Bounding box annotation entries
━━━━━━━━━━━━━━━━
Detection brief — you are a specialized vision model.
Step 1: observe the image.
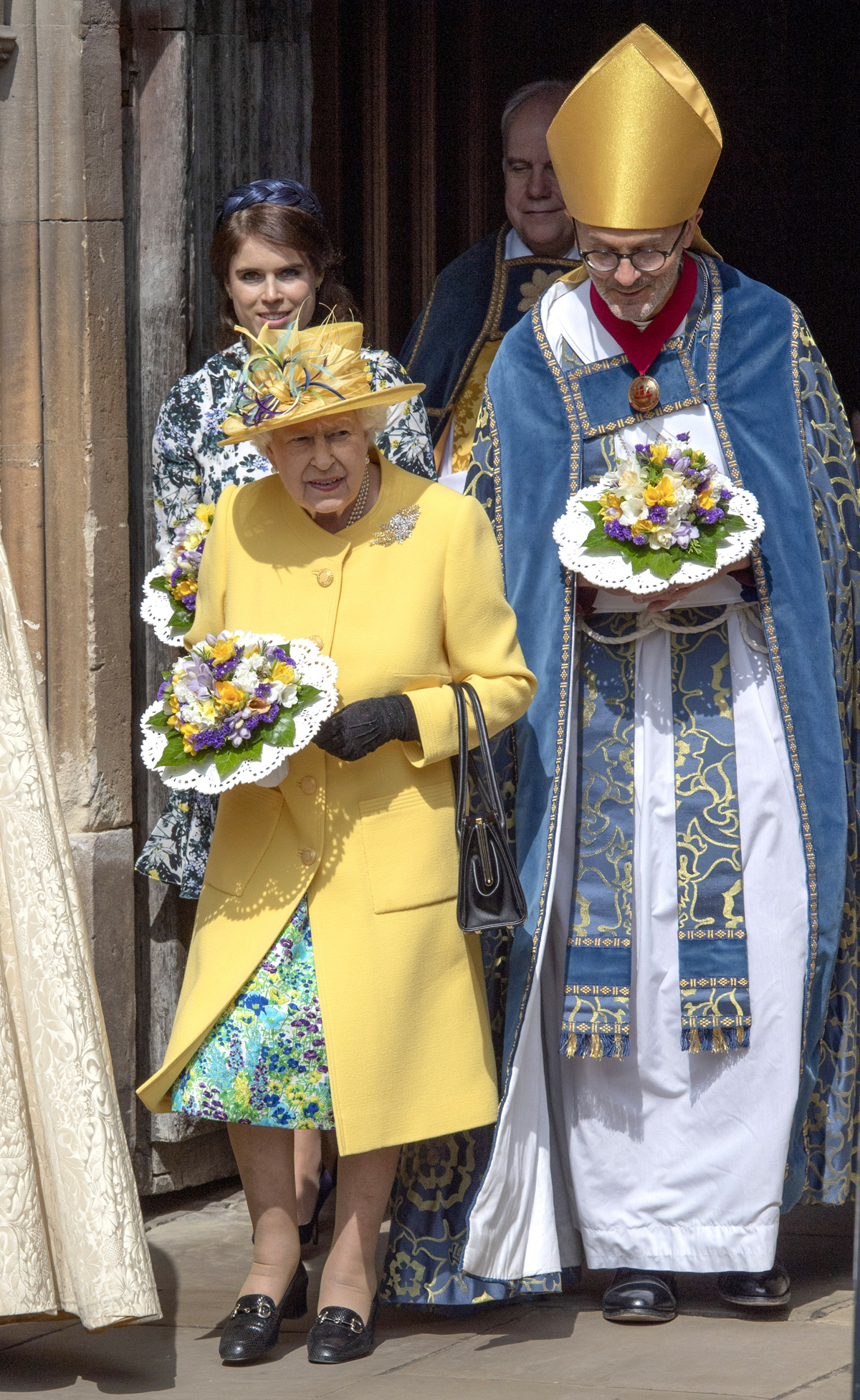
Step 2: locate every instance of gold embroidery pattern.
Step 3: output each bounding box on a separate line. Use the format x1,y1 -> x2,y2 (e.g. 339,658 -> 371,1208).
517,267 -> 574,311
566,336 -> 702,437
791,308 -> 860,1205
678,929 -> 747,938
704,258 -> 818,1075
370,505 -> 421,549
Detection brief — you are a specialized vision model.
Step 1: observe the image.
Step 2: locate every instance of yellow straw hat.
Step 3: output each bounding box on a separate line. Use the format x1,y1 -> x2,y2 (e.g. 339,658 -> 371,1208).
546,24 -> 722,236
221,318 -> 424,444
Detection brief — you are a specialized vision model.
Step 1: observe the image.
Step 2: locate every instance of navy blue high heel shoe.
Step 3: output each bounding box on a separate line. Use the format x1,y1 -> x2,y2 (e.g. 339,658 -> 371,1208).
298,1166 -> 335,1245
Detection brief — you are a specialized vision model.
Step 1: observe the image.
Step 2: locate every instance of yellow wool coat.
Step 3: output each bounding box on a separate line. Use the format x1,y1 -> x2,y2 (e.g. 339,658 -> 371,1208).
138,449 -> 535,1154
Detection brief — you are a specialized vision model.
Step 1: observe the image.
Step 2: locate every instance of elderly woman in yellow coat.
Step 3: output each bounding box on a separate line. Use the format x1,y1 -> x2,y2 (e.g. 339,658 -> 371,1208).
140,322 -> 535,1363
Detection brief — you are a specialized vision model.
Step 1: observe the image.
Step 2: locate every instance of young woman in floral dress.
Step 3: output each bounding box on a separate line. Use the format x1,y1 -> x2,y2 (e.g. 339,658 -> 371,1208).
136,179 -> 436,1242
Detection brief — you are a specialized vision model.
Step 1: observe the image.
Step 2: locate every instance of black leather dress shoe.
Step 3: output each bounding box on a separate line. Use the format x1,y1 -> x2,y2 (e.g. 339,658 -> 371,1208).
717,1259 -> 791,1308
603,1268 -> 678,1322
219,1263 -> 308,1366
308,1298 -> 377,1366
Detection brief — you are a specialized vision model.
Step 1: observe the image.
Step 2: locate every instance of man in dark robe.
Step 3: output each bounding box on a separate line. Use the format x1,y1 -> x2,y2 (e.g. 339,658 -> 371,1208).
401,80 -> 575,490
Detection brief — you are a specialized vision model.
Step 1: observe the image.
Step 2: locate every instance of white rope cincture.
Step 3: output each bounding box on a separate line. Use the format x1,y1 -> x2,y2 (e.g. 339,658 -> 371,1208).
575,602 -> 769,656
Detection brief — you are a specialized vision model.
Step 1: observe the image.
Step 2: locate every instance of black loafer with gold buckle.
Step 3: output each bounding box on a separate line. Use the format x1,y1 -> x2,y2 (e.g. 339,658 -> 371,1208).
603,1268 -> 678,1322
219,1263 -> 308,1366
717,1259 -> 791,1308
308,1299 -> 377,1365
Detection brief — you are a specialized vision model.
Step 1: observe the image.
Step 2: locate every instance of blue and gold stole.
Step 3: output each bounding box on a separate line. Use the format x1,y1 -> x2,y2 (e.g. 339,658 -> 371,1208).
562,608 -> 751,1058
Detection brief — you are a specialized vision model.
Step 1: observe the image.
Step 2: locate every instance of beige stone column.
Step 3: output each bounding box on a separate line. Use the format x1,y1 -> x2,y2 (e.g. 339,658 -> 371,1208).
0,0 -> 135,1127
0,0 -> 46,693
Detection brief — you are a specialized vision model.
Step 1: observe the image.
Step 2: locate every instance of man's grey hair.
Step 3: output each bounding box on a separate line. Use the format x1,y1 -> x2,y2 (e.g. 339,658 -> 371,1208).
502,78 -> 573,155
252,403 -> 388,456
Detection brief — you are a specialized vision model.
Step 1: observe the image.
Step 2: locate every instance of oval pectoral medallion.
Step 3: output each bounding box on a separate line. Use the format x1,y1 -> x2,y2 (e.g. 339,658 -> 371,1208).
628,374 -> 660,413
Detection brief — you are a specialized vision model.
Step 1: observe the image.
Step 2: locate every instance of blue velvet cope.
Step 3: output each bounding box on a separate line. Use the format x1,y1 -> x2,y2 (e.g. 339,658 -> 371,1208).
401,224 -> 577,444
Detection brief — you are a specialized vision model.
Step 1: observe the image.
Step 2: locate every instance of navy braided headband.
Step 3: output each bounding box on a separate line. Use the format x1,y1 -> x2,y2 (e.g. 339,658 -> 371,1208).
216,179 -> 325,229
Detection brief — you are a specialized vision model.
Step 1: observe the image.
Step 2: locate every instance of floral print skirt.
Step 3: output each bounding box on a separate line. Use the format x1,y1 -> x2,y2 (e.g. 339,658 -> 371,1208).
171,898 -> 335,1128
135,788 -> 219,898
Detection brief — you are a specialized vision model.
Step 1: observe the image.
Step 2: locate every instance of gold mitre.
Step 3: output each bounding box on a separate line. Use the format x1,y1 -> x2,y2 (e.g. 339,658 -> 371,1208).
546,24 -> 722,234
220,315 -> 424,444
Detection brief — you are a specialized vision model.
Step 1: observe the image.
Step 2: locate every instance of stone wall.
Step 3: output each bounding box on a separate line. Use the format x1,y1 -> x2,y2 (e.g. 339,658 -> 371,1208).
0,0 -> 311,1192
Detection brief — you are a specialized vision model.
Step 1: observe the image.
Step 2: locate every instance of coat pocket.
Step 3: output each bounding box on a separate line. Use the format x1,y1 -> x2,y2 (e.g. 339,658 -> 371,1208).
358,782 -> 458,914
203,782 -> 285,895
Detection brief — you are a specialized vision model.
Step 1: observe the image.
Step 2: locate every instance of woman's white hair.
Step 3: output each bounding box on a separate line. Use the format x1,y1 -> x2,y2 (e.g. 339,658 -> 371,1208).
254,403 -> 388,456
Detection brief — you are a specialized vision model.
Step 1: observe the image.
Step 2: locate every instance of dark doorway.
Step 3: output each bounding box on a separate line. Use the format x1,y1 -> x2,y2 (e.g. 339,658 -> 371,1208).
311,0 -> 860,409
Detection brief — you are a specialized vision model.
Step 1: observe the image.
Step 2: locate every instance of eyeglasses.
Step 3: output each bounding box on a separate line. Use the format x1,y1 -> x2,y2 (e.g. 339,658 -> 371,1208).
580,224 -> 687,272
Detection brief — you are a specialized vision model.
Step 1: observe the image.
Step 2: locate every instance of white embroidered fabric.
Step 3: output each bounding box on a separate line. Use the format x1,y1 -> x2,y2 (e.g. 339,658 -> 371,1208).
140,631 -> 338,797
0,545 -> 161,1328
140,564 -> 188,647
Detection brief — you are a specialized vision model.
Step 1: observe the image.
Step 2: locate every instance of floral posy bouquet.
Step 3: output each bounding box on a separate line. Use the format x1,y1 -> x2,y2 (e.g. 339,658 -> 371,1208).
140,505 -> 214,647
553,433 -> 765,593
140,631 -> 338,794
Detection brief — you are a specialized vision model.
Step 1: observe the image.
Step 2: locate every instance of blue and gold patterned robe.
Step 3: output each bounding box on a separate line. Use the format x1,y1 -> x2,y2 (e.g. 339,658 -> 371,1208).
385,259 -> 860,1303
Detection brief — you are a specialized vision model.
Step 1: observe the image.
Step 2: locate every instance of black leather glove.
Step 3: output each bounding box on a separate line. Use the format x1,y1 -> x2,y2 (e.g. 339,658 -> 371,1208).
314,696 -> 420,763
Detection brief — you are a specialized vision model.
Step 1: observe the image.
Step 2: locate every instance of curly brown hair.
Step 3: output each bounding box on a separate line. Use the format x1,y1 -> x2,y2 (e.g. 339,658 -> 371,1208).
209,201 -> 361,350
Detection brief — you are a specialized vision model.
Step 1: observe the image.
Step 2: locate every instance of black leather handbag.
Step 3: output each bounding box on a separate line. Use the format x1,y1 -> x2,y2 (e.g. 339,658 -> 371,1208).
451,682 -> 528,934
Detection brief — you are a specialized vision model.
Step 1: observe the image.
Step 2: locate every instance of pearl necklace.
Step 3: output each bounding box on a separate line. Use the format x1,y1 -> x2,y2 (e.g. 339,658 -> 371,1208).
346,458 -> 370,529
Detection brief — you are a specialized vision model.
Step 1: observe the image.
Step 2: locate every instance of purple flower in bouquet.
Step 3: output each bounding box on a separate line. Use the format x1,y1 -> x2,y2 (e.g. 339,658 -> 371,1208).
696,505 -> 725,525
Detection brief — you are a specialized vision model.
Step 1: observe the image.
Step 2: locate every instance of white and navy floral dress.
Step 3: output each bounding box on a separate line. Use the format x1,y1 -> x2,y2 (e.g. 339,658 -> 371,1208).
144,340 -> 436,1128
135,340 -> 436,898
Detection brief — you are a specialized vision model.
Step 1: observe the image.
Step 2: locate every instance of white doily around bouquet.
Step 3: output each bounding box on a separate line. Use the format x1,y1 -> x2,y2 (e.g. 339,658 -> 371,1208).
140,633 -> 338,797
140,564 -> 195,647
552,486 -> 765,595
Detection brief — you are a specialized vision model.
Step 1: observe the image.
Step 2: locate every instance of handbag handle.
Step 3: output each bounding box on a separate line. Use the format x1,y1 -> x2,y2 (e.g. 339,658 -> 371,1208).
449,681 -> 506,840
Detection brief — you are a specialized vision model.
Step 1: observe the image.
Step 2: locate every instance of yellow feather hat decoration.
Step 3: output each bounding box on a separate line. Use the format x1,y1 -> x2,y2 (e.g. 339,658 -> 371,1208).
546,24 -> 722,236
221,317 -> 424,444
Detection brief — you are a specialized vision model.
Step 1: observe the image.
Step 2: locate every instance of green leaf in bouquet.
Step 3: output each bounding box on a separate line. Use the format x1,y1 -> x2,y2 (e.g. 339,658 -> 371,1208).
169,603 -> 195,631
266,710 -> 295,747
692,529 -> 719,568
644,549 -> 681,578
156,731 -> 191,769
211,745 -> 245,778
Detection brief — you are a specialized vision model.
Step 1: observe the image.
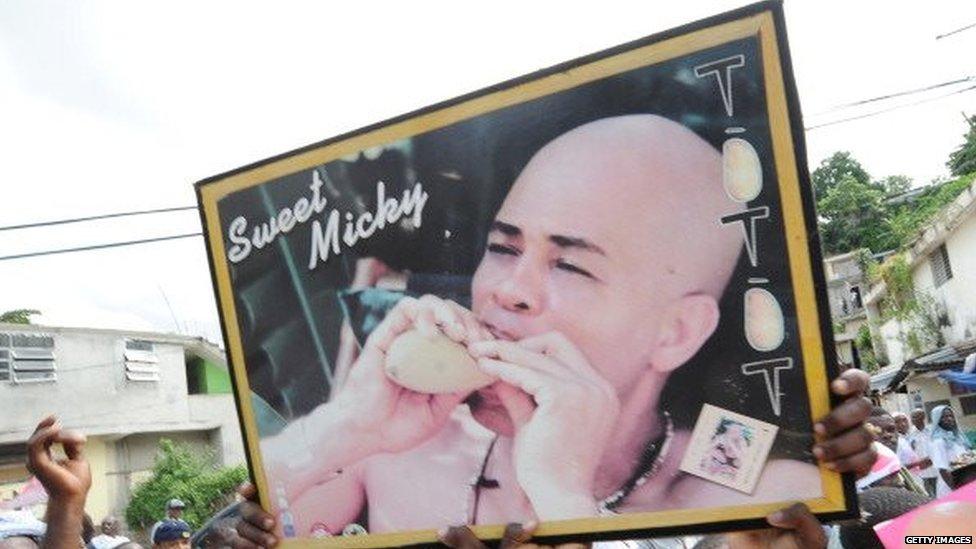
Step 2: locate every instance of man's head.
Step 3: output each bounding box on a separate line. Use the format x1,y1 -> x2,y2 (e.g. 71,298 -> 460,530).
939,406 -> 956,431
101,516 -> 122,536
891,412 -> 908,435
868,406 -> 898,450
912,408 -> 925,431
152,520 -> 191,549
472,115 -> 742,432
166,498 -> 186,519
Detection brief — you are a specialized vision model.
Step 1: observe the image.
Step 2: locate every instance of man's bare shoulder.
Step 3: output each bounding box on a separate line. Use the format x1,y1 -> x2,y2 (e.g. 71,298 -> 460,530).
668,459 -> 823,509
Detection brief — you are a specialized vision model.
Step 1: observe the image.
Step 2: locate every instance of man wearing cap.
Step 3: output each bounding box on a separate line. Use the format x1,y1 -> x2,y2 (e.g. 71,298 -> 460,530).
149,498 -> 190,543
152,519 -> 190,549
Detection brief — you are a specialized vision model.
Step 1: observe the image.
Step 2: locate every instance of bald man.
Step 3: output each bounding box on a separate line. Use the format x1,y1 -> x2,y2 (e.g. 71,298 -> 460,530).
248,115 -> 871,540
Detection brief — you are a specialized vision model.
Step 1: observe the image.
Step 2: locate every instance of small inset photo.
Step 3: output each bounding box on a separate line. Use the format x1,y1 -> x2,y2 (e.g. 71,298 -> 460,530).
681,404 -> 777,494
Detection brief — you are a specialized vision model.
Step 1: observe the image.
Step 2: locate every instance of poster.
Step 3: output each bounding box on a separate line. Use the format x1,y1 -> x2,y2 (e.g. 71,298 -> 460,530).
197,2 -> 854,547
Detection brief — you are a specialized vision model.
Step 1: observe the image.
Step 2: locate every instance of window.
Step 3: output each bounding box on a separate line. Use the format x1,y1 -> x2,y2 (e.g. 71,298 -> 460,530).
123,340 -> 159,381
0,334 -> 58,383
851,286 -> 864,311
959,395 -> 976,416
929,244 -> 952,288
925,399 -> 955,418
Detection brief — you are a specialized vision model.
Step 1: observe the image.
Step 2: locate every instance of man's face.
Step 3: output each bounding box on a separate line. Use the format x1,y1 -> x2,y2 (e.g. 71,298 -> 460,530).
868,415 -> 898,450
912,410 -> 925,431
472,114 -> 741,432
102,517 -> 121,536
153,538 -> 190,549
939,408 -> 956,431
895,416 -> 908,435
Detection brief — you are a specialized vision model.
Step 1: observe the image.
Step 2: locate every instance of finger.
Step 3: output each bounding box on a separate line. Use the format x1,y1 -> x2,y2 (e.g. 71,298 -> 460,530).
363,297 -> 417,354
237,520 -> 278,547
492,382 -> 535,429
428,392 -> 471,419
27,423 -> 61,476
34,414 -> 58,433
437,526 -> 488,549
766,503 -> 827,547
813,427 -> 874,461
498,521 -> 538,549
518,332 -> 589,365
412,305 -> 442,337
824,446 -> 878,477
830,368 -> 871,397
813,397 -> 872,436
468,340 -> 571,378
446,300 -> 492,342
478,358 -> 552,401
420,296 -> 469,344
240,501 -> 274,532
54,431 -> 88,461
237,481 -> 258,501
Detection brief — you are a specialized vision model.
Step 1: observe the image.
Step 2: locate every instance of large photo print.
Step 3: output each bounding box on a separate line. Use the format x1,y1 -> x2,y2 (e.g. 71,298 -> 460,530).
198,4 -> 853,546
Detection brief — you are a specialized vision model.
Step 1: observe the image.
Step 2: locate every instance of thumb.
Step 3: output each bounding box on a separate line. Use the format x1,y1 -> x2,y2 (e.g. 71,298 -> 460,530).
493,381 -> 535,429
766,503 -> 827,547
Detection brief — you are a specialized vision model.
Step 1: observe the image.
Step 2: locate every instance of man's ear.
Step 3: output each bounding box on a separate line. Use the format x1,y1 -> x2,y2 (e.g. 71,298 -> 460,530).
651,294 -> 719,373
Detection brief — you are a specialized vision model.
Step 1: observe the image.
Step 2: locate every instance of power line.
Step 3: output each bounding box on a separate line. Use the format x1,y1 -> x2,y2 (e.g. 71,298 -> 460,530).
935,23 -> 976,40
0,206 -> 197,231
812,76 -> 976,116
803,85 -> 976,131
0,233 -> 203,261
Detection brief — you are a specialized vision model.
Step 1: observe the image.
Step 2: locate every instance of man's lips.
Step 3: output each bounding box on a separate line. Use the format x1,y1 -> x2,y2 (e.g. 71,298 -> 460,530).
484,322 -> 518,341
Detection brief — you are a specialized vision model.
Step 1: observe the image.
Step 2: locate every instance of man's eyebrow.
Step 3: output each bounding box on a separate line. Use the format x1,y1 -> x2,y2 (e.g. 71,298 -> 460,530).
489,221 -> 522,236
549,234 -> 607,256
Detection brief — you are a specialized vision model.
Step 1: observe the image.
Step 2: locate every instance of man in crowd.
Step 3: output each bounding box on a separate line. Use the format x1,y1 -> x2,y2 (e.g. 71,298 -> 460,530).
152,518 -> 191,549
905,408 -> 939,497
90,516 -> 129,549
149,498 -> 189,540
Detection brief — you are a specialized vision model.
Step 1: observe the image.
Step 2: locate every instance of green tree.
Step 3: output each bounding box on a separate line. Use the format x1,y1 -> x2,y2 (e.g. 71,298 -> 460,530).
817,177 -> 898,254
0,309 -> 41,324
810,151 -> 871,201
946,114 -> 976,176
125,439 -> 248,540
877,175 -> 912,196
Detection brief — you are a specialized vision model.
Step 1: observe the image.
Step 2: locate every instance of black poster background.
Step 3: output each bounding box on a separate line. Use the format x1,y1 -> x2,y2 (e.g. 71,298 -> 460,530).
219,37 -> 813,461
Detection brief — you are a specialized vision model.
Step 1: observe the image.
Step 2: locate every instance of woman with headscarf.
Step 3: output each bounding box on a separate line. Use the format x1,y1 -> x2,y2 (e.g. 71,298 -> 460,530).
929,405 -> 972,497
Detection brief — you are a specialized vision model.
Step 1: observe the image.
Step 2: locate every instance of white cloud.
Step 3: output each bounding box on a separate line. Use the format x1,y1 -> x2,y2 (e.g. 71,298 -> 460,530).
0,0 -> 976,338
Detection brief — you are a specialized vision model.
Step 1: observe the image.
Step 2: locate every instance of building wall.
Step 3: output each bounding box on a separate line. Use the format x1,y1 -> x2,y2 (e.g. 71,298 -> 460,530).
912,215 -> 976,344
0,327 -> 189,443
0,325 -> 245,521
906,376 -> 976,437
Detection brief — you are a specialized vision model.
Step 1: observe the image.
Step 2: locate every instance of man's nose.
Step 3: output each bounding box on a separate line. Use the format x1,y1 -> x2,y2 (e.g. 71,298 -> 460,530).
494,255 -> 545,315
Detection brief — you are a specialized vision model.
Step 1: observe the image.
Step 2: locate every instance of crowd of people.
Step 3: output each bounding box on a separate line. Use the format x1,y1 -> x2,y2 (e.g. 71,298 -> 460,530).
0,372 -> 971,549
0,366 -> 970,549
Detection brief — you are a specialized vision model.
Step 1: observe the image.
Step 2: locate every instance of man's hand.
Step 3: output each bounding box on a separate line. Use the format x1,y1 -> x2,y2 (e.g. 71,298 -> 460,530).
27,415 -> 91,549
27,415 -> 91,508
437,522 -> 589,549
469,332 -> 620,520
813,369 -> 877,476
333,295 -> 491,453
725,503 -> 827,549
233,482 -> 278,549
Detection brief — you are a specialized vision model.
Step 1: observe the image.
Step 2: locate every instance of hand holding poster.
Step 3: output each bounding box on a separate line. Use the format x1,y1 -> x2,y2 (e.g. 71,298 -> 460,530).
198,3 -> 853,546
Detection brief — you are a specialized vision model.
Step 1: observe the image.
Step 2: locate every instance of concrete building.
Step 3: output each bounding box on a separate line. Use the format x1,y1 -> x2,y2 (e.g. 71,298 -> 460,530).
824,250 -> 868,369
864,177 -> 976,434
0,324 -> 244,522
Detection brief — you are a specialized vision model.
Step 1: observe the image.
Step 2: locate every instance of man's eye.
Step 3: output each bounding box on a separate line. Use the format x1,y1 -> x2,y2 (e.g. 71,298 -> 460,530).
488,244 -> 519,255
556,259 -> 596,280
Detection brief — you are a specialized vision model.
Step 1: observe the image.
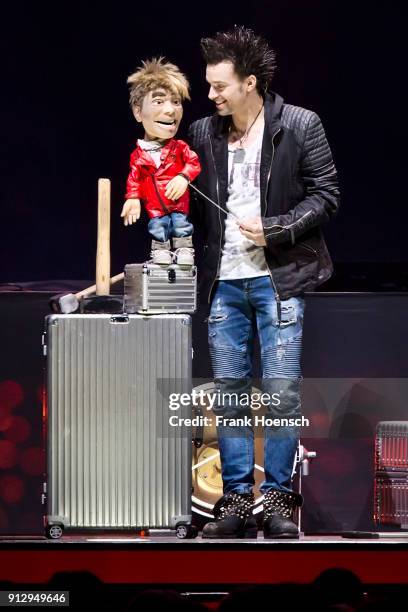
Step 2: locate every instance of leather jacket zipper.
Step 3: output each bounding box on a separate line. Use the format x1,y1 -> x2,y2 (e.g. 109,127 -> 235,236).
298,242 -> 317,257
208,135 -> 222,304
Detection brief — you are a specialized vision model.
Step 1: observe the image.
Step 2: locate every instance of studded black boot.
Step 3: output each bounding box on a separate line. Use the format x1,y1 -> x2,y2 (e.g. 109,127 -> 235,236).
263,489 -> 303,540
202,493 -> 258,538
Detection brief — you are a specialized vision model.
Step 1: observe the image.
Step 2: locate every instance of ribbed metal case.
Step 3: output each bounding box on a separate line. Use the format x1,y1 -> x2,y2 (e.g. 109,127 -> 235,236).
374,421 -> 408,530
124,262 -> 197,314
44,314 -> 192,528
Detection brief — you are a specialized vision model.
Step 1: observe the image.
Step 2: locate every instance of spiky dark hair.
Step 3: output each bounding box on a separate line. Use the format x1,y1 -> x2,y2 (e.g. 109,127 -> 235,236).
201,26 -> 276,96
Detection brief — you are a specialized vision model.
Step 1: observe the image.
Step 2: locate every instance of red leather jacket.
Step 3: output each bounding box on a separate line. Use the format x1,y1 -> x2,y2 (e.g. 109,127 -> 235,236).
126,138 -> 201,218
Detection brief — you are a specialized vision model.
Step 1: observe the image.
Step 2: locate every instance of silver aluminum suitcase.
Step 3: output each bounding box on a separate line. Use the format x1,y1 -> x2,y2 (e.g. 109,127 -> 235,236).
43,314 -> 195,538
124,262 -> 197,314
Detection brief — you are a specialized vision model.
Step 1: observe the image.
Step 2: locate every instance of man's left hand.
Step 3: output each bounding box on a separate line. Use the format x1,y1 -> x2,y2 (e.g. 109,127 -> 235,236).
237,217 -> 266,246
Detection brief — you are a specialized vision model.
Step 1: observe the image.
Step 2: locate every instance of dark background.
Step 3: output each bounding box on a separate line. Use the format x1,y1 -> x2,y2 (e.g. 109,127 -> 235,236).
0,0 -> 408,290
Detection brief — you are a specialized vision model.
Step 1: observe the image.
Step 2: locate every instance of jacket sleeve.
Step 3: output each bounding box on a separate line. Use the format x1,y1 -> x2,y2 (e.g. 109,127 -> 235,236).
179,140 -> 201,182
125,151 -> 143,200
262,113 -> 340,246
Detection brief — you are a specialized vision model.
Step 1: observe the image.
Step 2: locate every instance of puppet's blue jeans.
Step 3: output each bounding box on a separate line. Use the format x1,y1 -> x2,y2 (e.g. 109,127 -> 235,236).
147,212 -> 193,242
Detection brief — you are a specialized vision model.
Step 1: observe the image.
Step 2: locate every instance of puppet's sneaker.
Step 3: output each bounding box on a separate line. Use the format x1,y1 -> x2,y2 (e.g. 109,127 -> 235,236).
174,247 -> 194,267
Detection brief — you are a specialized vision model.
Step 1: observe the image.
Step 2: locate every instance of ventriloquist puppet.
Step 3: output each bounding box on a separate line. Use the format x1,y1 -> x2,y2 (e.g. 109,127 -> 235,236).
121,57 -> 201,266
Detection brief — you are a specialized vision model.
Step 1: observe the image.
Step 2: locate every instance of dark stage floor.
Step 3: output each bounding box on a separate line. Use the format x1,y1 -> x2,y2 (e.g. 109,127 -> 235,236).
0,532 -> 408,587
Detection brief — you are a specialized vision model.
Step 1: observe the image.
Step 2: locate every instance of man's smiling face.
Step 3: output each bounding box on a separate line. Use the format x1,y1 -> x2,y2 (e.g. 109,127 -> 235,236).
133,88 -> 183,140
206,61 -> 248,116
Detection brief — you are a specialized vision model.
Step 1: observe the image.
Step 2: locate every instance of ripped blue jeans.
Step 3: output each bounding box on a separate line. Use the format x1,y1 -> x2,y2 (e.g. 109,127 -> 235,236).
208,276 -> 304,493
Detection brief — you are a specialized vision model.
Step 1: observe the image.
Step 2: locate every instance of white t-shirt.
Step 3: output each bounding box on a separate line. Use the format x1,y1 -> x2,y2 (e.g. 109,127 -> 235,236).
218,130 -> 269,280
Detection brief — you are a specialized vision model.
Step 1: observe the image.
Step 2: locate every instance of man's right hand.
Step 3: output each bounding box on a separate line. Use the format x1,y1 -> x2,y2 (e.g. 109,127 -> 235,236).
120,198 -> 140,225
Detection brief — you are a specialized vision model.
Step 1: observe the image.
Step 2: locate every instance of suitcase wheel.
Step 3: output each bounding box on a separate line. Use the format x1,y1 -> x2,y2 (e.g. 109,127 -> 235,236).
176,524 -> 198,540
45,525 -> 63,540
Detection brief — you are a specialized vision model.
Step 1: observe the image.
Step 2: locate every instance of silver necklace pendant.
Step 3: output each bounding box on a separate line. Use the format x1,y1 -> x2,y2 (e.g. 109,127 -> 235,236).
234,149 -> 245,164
━━━━━━━━━━━━━━━━
**Task instructions**
Identify every line in the items above that contains the word "leather", and copy each of those lines. Case counts.

**Response**
Step 2: locate every instance of black leather dress shoe.
Step 2: locate every instance of black leather glove.
Step 2: locate every instance of black leather handbag.
Step 2: locate every instance of leather jacket zipper.
Step 2: locate every instance of red leather jacket.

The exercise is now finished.